# ACTION ITEM A
Return the part of the article on Seattle air conditioning that opens with the words containing "As the thermometer" and closes with "to 100 responses.".
# ACTION ITEM B
According to the article on Seattle air conditioning, what percentage of homes in San Francisco were air-conditioned?
# ACTION ITEM C
List every method that the article on Seattle air conditioning reports readers using to keep cool in homes without air conditioning.

# PASSAGE FOR REVIEW
If it’s true that misery loves company, then Seattle is a great place to be during a heat wave. At least you know that most of your neighbors are suffering just like you.
That’s because Seattle is the least air-conditioned metro area in the nation — at least out of the 41 metros included in the U.S. Census Bureau’s American Housing Survey. As of 2015, only one of every three housing units in the Seattle area was cooled by central air or a room unit. That’s nowhere near the national average of 89 percent.
In fact, only one other metro comes close to Seattle: In San Francisco, with its famously cold summers, just 36 percent of homes were air-conditioned.
But aside from Seattle and San Francisco, the un-air-conditioned are squarely in the minority everywhere. Even in Portland, which ranks third-lowest among the metros, 70 percent of homes were cooled — that’s more than double Seattle’s percentage.
That does make sense, though, because despite the geographic proximity between Seattle and Portland, we don’t have the same weather. The Rose City can easily be 10 degrees hotter in the summer. Here in Seattle, we benefit from those nice, cool breezes off Puget Sound, which act like a sort of natural air conditioner.
Except when they don’t.
As the thermometer starts to rise in Seattle, what do we do? First, we complain. That’s a given. But then, those of us who live in one of the area’s 960,000 homes without air conditioning come up with some creative solutions.
The Seattle Times put a call out to readers, asking what they do to keep cool in their non-air-conditioned homes. We got close to 100 responses.
One reader wets her clothes, freezes them, and then puts them back on. Another goes for a swim, and then leaves the damp swimsuit on until bedtime. One woman lies on the hardwood floor with a wet towel over her stomach.
A reader in North Seattle hoses down the roof and exterior of her house after sundown. In a followup phone call, she said the practice cools down the inside of her home “by a good 10 degrees.” She learned the trick from her father while growing up in St. Louis, where it gets a whole lot hotter than Seattle.

# RECORD SET
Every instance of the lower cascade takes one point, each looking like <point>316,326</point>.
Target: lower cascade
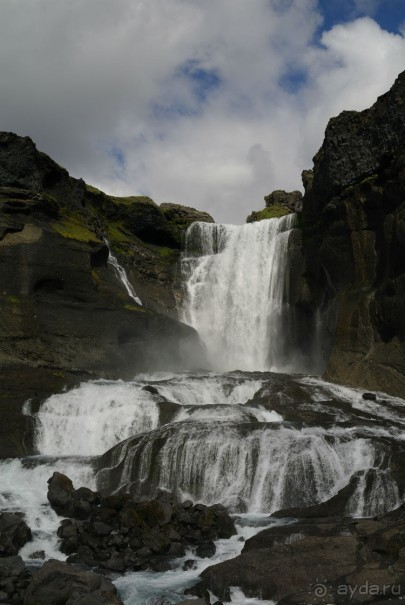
<point>247,433</point>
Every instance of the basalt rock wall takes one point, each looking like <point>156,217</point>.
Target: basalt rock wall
<point>353,223</point>
<point>64,314</point>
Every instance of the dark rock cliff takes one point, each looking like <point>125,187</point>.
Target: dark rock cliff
<point>64,314</point>
<point>354,243</point>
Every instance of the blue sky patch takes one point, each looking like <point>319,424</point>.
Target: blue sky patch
<point>389,14</point>
<point>204,81</point>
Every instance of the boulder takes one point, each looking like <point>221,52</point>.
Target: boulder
<point>14,533</point>
<point>66,501</point>
<point>118,533</point>
<point>58,583</point>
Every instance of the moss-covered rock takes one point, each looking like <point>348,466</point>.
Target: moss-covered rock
<point>64,314</point>
<point>271,212</point>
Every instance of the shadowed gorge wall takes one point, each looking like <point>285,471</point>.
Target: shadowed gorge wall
<point>354,243</point>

# EXERCISE RESPONSE A
As the thermometer starts to rise in Seattle, what do we do? First, we complain. That’s a given. But then, those of us who live in one of the area’s 960,000 homes without air conditioning come up with some creative solutions.
The Seattle Times put a call out to readers, asking what they do to keep cool in their non-air-conditioned homes. We got close to 100 responses.

# EXERCISE RESPONSE B
36 percent

# EXERCISE RESPONSE C
- Wetting clothes, freezing them, and putting them back on
- Going for a swim and leaving the damp swimsuit on until bedtime
- Lying on the hardwood floor with a wet towel over the stomach
- Hosing down the roof and exterior of the house after sundown